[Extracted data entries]
━━━━━━━━

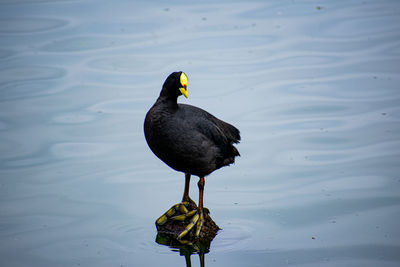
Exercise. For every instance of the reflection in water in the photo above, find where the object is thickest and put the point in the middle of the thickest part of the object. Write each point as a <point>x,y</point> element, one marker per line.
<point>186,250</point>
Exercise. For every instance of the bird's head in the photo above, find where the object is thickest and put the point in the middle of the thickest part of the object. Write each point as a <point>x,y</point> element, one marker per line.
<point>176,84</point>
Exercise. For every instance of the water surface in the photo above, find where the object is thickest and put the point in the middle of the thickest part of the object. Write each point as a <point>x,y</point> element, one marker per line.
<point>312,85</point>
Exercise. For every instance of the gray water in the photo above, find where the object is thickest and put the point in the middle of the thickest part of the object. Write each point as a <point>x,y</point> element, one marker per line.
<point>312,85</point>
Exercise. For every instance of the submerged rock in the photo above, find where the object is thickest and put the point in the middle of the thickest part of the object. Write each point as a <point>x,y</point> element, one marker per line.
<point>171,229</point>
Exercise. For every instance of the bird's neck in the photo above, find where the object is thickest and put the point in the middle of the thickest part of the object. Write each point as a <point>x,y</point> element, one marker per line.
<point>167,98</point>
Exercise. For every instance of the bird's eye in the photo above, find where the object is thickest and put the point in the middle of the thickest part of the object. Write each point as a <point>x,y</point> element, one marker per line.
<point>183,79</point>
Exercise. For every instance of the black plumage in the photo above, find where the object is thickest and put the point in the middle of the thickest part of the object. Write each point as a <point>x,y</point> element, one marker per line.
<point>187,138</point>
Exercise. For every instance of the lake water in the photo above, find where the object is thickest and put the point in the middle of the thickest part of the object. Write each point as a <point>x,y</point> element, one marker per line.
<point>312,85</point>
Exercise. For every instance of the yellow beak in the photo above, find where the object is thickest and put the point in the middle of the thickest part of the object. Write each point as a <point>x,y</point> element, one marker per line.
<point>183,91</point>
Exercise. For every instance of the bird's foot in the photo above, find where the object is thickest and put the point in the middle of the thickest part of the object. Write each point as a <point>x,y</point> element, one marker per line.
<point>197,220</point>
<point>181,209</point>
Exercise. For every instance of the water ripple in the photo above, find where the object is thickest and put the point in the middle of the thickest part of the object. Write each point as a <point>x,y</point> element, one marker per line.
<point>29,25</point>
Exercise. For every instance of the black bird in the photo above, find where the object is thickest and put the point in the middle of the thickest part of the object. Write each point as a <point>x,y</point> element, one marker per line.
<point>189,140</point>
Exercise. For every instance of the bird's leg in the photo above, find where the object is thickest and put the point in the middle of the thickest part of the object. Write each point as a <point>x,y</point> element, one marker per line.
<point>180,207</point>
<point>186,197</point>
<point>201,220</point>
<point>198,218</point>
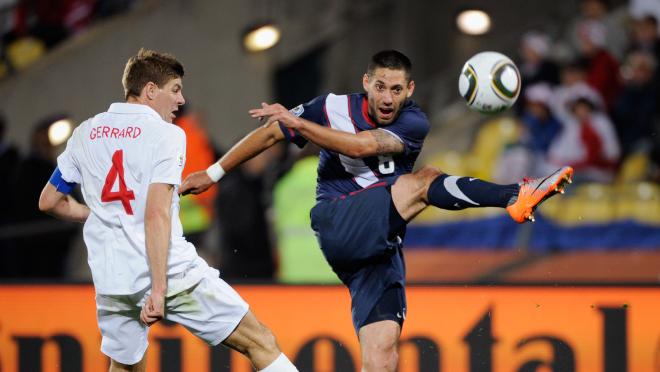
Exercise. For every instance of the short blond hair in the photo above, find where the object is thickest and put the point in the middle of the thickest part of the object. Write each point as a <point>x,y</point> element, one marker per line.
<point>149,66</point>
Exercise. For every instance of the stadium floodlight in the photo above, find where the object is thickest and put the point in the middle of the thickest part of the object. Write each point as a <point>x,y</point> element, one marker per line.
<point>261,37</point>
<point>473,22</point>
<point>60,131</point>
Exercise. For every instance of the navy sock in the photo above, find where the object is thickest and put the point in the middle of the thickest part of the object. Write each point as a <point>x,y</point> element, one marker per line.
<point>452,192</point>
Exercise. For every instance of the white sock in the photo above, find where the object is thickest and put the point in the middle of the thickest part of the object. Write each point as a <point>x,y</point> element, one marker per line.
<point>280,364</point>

━━━━━━━━

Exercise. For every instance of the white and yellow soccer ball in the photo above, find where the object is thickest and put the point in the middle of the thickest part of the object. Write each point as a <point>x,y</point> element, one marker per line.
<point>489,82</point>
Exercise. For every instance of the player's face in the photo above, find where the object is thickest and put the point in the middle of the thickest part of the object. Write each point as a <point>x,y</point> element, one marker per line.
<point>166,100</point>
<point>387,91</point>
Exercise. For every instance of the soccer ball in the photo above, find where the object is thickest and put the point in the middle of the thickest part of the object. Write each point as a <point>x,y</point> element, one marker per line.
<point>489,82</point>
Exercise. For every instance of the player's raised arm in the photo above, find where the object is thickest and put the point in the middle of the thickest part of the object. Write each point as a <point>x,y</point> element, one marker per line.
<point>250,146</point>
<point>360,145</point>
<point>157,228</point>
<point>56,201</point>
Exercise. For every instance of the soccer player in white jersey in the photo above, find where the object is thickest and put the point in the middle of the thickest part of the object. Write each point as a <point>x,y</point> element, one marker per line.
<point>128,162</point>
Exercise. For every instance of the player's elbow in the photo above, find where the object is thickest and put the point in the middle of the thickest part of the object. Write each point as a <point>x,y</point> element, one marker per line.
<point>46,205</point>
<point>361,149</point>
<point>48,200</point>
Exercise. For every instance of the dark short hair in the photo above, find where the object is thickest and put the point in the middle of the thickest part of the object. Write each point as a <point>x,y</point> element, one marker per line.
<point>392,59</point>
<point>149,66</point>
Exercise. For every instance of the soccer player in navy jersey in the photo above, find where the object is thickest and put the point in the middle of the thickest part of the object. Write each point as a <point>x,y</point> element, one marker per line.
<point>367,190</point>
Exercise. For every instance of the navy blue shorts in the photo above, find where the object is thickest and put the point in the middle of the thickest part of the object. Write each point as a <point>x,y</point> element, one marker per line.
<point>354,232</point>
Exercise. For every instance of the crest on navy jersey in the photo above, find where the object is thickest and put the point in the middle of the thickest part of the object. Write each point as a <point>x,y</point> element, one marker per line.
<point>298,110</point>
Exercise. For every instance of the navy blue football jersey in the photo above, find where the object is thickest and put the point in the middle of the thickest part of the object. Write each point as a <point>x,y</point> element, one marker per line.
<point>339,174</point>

━━━━━━━━

EXERCISE DESCRIPTION:
Put each line of the listing, from the one containing "Exercise. For every instance of the crest" down to the one containing "<point>298,110</point>", into a Markdown table with the columns Row and Line. Number the rows and leave out blank lines.

SOLVED EXERCISE:
| Row | Line |
|---|---|
| 1 | Exercise. For every instance of the crest on navy jersey in the photo above, find where the object is thickest and put the point in the middle of the thickest part of the object. Write each point as a <point>x,y</point> element, one marker per line. |
| 2 | <point>298,110</point> |